▸ **Problem**:
Write the records out once more, so that nothing differs from the original.

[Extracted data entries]
*** Begin section ***

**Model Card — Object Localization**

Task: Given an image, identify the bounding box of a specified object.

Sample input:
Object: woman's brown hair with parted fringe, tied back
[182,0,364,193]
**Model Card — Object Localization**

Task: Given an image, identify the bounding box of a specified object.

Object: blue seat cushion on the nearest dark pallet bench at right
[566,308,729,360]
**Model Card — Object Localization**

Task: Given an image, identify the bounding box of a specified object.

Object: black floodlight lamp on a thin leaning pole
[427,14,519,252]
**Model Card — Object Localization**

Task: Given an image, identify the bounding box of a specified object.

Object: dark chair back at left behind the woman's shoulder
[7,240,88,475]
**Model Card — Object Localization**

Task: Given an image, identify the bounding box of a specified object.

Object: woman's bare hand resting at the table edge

*** End section ***

▸ **Completed exercise**:
**Model Card — Object Localization**

Task: Given an image, identify the bounding box of a specified object.

Sample input:
Object: woman's brown hair with parted fringe, tied back
[182,0,364,193]
**Model Card — Object Localization**

Task: Given an image, identify the bounding box of a specified object.

Object: blue seat cushion on the nearest dark pallet bench at right
[566,308,729,360]
**Model Card — Object Localization**

Task: Given an image, identify the bounding box of a specified object.

Object: black floodlight lamp on a thin leaning pole
[427,14,519,252]
**Model Card — Object Localization**

Task: Given an image, identify the bounding box of a specified object.

Object: dark chair back at left behind the woman's shoulder
[7,240,88,475]
**Model Card — Object Localization**

Task: Given an image, identify the bounding box of a specified object.

Object: woman's bare hand resting at the table edge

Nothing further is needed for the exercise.